Records supplied:
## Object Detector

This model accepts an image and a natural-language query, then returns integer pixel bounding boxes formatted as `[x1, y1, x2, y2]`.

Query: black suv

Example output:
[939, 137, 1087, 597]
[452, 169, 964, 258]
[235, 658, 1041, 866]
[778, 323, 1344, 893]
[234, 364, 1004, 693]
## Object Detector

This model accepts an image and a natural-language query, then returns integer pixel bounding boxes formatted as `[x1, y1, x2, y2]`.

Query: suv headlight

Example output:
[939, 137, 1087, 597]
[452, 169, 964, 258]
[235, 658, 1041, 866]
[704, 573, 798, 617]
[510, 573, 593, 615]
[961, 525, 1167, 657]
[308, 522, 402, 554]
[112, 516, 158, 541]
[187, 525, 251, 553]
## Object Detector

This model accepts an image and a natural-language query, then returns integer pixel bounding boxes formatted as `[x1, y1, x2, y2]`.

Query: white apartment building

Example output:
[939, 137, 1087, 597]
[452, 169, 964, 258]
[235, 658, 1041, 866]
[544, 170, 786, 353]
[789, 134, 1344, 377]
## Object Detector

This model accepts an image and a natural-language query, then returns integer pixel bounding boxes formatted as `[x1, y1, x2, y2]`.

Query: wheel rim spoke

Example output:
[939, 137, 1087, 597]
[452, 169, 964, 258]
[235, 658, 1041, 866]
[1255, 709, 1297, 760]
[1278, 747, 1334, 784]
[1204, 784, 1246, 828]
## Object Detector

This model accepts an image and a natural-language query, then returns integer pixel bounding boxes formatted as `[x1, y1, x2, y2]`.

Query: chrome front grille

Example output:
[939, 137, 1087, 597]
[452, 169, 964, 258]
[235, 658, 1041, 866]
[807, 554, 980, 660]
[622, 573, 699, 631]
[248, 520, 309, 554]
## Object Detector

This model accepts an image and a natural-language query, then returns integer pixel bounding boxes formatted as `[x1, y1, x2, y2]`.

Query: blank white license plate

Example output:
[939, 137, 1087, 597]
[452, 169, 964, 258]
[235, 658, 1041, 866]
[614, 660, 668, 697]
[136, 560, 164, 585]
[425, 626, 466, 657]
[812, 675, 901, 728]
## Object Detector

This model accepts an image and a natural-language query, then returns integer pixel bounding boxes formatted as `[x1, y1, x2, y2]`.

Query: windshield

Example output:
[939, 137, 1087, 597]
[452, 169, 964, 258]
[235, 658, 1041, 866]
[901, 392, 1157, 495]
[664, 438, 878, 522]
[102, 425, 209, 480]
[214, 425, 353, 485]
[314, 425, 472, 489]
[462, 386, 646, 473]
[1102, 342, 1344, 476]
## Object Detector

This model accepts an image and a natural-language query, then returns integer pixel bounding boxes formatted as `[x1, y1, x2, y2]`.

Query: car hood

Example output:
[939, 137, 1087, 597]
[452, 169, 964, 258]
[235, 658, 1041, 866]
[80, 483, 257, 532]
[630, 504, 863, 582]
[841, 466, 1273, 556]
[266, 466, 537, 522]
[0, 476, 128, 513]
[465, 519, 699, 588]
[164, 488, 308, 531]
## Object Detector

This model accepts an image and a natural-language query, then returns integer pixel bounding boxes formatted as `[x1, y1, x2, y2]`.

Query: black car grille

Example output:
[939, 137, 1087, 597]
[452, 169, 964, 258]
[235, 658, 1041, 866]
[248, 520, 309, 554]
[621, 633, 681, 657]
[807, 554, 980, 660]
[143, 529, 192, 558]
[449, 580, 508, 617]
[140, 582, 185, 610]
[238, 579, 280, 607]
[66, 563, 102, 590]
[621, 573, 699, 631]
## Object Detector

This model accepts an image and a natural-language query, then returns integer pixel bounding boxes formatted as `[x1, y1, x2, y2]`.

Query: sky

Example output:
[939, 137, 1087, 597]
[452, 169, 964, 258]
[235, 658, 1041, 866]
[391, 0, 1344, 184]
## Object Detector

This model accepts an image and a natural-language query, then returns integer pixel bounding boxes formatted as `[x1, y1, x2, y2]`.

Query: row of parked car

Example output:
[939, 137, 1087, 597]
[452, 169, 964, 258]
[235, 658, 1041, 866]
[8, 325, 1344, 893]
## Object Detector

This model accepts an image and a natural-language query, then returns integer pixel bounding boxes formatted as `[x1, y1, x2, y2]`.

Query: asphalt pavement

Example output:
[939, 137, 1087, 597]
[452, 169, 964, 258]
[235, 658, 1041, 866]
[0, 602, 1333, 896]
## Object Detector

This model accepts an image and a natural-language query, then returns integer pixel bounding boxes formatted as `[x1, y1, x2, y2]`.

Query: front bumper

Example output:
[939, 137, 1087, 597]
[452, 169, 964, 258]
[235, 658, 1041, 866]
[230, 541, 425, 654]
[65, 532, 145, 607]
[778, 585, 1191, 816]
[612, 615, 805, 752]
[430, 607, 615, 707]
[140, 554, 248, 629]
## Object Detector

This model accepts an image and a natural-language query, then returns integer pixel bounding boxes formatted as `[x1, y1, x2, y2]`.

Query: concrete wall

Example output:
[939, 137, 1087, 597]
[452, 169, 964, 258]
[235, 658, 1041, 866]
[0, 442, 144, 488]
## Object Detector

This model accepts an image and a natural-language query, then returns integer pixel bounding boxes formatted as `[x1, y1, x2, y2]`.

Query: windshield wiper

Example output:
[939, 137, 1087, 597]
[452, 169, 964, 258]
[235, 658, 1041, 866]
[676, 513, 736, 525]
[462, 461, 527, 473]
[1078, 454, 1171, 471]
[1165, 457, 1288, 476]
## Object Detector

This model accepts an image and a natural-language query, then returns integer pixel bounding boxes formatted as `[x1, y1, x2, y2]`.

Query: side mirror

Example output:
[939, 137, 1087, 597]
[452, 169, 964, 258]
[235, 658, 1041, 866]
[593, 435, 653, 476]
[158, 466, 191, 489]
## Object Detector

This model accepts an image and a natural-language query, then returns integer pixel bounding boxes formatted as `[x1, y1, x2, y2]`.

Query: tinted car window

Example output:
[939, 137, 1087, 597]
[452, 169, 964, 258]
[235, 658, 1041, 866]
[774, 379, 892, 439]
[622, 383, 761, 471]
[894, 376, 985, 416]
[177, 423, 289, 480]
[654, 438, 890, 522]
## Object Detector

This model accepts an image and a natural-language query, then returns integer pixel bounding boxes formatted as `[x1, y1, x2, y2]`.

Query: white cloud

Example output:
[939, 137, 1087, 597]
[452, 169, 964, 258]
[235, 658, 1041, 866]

Written request: Could you convert the stretch from the start of the rows through the line containing "[789, 134, 1344, 377]" into a Markdown table with two columns, Line and Content, numbering each line and leaving out the blank ones?

Answer below:
| Line | Content |
|---|---|
| 1 | ## Object Detector |
| 2 | This model accepts an image and a natural-language query, then returns integer pixel bounding boxes formatted as `[x1, y1, x2, y2]`. |
| 3 | Query: black suv |
| 4 | Example output: |
| 5 | [939, 137, 1087, 597] |
| 6 | [452, 169, 964, 258] |
| 7 | [235, 658, 1041, 866] |
| 8 | [778, 323, 1344, 893] |
| 9 | [234, 364, 1004, 693] |
| 10 | ## Object Detector |
| 11 | This model accepts an image and a natural-language query, then returns integer pixel bounding boxes formatted as `[x1, y1, x2, y2]`. |
| 12 | Query: suv headlight |
| 13 | Example output: |
| 14 | [939, 137, 1087, 597] |
| 15 | [452, 169, 964, 258] |
| 16 | [235, 658, 1041, 866] |
| 17 | [704, 573, 798, 617] |
| 18 | [510, 573, 593, 615] |
| 19 | [961, 525, 1167, 657] |
| 20 | [308, 522, 402, 554] |
| 21 | [112, 516, 158, 541] |
| 22 | [187, 525, 251, 553] |
| 23 | ## Object Detector |
| 24 | This model accepts an image and a natural-language query, then returns integer pixel bounding boxes formatted as `[x1, y1, x2, y2]`. |
| 25 | Query: white apartment building |
| 26 | Example output: |
| 27 | [939, 137, 1087, 597] |
| 28 | [452, 169, 964, 258] |
| 29 | [235, 658, 1041, 866] |
| 30 | [544, 170, 786, 353] |
| 31 | [789, 134, 1344, 377] |